• [OBJECTIVES]:
1. Copy out everything in the contract excerpt from "17.Matters of Construction." down to "of) this Agreement.", keeping every word and mark unchanged.
2. Format everything in the listing from its first line down to the line containing "[304,147,454,231]" as a numbered list. Include both end lines and leave out any blank lines.

* START GIVEN PASSAGE *

17.Matters of Construction.
17.1.Entire Agreement. This Agreement, the Term Sheet, and the NDA contain the entire agreement between the parties respecting the matters set forth in this Agreement and together supersede all prior agreements between the parties hereto respecting such matters. The Certain Agreement Details and Definitions, and the exhibits attached hereto, are incorporated into this Agreement as if fully set forth in (and will be deemed a part of) this Agreement.
17.2.Severability. If any term or provision of this Agreement (or the application the term or provision) to any person or circumstance will, to any extent, be invalid or unenforceable, the remainder of this Agreement, or the application of such term or provision to persons or circumstances other than those as to which it is held invalid or unenforceable, will not be affected by such invalidity or unenforceability, and each such term and provision of this Agreement will be valid and be enforced to the fullest extent permitted by law.

* END GIVEN PASSAGE *
* START DATA TO USE *

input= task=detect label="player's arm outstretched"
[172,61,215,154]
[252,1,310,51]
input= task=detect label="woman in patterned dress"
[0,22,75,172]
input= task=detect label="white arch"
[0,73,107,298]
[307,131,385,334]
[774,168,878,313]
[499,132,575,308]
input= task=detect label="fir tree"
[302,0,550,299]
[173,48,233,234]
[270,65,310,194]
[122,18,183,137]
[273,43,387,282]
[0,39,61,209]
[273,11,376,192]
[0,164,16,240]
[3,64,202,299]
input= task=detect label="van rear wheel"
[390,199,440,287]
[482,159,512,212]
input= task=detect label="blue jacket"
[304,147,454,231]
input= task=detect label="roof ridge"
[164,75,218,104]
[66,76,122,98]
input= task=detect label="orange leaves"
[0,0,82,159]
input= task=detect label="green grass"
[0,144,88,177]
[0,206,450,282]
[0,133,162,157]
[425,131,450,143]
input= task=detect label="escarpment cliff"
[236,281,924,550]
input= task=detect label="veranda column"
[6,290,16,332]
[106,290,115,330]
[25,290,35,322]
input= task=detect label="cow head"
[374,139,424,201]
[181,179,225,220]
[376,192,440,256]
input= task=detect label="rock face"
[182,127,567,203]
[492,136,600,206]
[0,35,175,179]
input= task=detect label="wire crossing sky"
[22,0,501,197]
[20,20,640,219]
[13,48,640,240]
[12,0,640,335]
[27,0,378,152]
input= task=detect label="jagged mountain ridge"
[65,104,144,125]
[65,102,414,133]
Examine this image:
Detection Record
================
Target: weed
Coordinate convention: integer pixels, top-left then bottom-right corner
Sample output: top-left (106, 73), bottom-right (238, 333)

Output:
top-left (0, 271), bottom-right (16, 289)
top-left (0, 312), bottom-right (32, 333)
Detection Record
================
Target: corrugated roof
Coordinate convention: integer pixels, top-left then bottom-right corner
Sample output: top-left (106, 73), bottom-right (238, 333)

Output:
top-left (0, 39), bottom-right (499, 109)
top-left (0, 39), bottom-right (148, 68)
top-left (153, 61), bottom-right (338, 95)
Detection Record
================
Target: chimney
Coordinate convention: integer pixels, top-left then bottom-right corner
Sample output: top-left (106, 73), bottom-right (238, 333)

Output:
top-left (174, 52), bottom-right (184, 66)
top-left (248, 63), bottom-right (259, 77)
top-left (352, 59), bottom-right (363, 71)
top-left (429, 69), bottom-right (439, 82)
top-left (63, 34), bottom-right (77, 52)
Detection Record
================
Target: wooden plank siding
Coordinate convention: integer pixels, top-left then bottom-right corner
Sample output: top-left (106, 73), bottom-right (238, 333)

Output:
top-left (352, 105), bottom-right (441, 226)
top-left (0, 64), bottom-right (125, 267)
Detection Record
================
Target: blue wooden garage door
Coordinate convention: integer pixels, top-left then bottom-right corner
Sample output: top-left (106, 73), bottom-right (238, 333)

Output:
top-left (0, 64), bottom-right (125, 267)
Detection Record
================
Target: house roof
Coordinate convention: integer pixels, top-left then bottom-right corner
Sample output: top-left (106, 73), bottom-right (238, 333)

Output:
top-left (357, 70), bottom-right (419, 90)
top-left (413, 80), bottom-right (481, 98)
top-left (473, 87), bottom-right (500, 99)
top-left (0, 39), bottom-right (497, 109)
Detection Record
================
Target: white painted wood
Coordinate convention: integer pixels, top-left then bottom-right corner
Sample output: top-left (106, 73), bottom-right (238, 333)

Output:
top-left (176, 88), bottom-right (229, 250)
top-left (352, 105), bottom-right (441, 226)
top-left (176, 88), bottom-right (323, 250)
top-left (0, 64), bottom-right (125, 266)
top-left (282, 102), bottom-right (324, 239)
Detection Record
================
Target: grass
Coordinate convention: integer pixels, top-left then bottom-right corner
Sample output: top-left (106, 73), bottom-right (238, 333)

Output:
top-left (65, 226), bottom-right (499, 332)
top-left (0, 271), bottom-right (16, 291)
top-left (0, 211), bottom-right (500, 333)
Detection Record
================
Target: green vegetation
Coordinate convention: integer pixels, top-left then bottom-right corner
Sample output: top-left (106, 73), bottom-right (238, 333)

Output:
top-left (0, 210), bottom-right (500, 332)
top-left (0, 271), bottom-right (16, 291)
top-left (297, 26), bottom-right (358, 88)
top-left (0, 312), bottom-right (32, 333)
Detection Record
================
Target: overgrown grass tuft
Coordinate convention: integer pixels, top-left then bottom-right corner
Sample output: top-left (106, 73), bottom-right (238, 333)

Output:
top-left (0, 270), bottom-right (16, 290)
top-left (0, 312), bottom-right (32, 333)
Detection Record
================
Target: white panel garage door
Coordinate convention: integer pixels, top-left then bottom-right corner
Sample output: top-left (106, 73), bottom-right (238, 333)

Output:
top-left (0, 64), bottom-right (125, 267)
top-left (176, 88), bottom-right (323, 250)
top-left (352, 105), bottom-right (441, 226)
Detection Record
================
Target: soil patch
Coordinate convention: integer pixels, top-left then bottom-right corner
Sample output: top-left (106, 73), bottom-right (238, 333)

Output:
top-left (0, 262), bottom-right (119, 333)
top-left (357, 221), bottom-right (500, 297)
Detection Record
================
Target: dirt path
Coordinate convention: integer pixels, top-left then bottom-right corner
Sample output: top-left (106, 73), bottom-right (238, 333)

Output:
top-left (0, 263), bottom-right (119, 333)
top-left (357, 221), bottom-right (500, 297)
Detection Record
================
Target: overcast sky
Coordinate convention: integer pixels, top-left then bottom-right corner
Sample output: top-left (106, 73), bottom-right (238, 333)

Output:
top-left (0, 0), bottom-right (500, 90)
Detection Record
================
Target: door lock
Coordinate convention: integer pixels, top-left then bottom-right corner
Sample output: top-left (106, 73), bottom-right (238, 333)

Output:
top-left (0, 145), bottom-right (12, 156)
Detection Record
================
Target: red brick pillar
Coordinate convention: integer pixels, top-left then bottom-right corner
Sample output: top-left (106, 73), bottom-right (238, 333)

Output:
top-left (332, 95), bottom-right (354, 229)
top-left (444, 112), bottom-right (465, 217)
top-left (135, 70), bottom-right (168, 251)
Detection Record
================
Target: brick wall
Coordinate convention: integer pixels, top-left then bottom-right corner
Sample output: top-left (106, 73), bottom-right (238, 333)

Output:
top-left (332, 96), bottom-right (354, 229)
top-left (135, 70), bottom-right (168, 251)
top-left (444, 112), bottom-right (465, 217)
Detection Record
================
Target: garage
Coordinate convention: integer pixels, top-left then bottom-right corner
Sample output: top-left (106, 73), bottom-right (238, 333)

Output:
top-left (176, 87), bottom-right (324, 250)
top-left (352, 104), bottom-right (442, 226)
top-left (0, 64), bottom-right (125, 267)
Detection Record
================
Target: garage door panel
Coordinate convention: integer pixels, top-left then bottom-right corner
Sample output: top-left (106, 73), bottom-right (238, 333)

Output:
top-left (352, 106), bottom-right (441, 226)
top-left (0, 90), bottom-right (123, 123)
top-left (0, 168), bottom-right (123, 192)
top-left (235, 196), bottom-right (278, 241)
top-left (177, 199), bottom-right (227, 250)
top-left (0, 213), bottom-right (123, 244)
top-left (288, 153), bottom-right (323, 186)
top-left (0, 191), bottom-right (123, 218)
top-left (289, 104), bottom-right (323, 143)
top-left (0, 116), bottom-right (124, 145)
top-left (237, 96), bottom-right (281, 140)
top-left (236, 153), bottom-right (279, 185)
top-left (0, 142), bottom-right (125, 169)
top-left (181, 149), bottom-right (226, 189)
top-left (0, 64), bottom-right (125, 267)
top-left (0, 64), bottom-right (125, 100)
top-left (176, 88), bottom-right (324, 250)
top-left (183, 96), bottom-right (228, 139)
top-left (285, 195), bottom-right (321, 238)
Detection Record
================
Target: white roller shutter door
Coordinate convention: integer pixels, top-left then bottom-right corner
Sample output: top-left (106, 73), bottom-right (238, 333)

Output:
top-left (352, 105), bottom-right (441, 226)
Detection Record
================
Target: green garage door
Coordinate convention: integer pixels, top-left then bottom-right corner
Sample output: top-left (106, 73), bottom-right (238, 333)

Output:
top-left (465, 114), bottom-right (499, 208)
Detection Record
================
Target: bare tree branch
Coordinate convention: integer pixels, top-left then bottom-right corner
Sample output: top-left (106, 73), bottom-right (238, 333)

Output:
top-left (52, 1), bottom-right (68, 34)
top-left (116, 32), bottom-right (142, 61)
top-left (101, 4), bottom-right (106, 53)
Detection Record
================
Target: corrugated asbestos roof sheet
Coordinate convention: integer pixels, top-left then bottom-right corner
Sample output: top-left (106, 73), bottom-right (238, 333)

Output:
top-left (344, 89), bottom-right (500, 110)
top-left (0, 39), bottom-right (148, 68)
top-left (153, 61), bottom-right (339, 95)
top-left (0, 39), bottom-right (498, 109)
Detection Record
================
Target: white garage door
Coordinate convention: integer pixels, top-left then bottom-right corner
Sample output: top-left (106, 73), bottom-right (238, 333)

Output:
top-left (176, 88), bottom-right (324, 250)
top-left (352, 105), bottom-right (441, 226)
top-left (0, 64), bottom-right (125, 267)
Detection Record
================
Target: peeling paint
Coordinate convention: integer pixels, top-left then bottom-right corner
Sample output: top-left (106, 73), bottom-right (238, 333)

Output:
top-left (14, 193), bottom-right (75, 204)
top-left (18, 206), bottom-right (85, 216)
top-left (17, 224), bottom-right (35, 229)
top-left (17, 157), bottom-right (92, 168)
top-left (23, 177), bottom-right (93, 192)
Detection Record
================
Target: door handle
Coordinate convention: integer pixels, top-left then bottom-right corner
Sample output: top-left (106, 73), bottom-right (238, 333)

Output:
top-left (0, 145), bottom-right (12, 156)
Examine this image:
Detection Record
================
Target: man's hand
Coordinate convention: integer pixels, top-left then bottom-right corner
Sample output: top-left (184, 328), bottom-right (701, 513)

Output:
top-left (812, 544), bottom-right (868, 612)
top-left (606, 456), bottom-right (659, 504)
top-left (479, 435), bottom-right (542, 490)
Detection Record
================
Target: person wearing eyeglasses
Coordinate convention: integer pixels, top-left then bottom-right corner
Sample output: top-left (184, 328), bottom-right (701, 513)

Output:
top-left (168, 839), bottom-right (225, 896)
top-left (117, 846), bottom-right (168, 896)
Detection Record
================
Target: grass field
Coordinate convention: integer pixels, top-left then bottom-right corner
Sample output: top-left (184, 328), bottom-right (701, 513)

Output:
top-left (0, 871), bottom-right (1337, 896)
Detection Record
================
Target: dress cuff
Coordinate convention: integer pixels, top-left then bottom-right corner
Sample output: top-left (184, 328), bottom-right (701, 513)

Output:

* END DATA TO USE *

• [PER-TASK OUTPUTS]:
1.
17.Matters of Construction.
17.1.Entire Agreement. This Agreement, the Term Sheet, and the NDA contain the entire agreement between the parties respecting the matters set forth in this Agreement and together supersede all prior agreements between the parties hereto respecting such matters. The Certain Agreement Details and Definitions, and the exhibits attached hereto, are incorporated into this Agreement as if fully set forth in (and will be deemed a part of) this Agreement.

2.
1. input= task=detect label="player's arm outstretched"
2. [172,61,215,154]
3. [252,1,310,51]
4. input= task=detect label="woman in patterned dress"
5. [0,22,75,172]
6. input= task=detect label="white arch"
7. [0,73,107,298]
8. [307,131,385,334]
9. [774,168,878,313]
10. [499,132,575,308]
11. input= task=detect label="fir tree"
12. [302,0,550,299]
13. [173,48,233,234]
14. [270,65,310,194]
15. [122,18,183,137]
16. [273,43,387,282]
17. [0,39,61,209]
18. [273,11,376,192]
19. [0,164,16,240]
20. [3,64,202,299]
21. input= task=detect label="van rear wheel"
22. [390,199,440,287]
23. [482,159,512,212]
24. input= task=detect label="blue jacket"
25. [304,147,454,231]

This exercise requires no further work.